**TASK DESCRIPTION**
Do the following statements agree with the opinion piece on America's two futures below? Answer yes or no for each, and quote the deciding words of the piece. (a) The piece says the choice facing the country involves ideology. (b) The piece says World War II left debt, as a percentage of GDP, at more than double today's level. (c) The piece says roads, bridges and universities are being built in India and China.

----- DOCUMENT SECTION -----

If Obama learned anything from 2010, it’s that despite his efforts to do deals with the GOP, they had no interest in helping him. Instead of doing what was right for their country and at least offer alternative proposals, they went around the country and told people about death panels, socialism, bankruptcy and internment camps, which is wildly dishonest at best.
Politics is a rough game and those who publicly wish to see you fail, and I don’t mean Rush’s comments, I mean Mitch McConnel’s, will stop at nothing to ruin your chances, even at the expense of their own country. The best way to combat this strategy is to call them out and paint a vision of two countries.
This really is a choice about two futures. A nation that believes in investing in its future and in its present in the tradition of the past (the programs the Democrats created that helped build this nation into a super power). Roads, bridges, universities, schools, clean energy, mass transit are all being built in India and China as we speak, just as we once did. A Nation that believes in the quality of its people that doesn’t see them as consumers, yet partners in the American Dream.
Or a nation that thinks taxing rich people is a greater sin then taxing the middle class. That public schools are failing (underfunded schools do) so let them die. Roads are crumbling so turn them into toll roads. Privatized military, privatized social-security and medicare and cities left to the urban blight of Detroit. Where will the jobs go when US population is too ignorant to staff them, too unhealthy to work them and too poor to buy its products?
Somewhere that does invest in its people.
We do have a choice in this country and it doesn’t involve ideology. It involves whether or not we believe in our future enough to make a difference. If we paid for WWII, which was more then double the debt as percentage of GDP that we currently face, then we will be fine.
I know I’m tired of hearing about doomsday and Greece and I believe in the American system. Does anyone else here still believe that America still works?
Some see the American Dream as being that of Bill Gates or the Waltons, not me. I see a society where we all have a fair chance at earning a good living, at providing a good home for our children and enjoying a meaningful and productive life. Is that really so much to ask for?

----- SUPPLIED DATA -----

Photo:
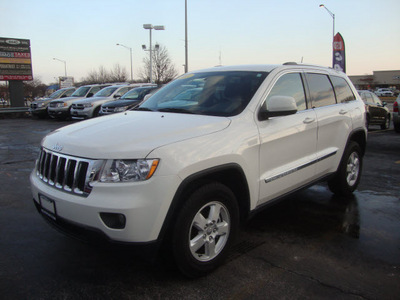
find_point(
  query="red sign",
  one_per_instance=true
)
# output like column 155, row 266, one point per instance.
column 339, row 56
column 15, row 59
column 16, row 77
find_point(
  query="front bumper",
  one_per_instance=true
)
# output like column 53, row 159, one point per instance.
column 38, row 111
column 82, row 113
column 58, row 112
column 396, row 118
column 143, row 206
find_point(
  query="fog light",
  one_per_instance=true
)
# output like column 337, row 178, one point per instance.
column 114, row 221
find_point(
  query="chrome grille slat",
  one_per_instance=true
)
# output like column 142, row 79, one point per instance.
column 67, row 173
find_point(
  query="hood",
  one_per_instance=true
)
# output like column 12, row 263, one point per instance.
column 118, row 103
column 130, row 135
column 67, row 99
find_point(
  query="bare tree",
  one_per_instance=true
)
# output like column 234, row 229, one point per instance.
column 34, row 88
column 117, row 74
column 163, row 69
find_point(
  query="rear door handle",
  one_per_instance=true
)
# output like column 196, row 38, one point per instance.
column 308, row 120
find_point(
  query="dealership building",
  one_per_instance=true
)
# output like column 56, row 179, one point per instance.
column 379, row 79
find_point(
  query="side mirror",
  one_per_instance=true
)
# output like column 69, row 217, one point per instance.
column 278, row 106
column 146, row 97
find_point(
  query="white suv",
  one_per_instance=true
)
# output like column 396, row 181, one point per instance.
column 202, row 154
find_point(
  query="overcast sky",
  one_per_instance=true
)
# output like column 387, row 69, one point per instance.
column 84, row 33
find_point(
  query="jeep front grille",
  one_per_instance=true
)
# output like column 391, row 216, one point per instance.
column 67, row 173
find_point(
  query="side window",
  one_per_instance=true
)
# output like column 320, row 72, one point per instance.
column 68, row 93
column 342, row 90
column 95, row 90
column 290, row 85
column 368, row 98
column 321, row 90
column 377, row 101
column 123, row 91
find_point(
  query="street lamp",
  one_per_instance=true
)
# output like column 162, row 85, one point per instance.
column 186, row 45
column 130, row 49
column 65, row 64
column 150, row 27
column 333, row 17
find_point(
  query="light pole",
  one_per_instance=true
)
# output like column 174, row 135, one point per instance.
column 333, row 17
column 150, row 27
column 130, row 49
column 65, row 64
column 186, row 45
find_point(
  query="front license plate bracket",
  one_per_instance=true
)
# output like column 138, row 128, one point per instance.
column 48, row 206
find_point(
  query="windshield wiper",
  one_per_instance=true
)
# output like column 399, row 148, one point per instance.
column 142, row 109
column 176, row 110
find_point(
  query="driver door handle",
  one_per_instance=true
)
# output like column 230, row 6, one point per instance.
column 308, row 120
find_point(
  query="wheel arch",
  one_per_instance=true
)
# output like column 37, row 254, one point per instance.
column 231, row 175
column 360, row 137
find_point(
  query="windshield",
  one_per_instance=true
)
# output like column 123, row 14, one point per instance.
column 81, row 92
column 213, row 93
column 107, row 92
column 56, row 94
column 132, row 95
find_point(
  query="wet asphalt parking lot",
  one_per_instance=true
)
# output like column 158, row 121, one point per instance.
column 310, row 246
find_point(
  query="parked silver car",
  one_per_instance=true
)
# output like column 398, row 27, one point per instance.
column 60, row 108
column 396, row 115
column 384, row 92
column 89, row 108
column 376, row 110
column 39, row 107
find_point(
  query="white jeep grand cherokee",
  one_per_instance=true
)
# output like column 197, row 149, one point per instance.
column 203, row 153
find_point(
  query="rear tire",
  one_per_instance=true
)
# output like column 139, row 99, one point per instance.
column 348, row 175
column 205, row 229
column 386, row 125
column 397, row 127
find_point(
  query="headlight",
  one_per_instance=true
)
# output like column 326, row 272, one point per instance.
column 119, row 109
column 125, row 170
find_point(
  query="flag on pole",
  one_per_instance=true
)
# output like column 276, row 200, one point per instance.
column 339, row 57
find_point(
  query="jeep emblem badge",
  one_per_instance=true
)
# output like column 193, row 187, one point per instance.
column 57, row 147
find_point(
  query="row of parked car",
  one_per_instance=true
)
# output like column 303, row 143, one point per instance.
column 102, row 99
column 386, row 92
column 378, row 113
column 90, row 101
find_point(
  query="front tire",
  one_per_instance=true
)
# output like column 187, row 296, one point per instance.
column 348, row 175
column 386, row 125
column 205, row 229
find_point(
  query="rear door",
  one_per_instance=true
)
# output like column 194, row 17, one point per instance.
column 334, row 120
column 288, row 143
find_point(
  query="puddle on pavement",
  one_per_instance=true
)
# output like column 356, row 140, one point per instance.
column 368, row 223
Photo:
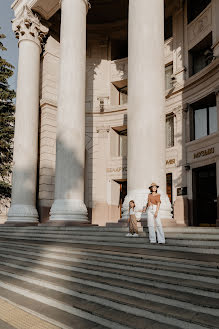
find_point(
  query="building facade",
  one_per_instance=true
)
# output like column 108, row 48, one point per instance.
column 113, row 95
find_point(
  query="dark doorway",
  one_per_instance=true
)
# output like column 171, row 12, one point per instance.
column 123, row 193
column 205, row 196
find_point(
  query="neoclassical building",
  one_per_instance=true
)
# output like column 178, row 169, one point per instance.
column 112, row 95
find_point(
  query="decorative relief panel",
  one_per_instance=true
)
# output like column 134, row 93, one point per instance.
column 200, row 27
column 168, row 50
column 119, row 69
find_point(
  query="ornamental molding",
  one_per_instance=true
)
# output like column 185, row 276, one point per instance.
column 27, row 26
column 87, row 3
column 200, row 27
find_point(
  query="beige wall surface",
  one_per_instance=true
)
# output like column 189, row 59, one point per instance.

-----

**ANSWER BELOW**
(a) No: "it doesn’t involve ideology"
(b) Yes: "which was more then double the debt as percentage of GDP that we currently face"
(c) Yes: "Roads, bridges, universities, schools, clean energy, mass transit are all being built in India and China as we speak"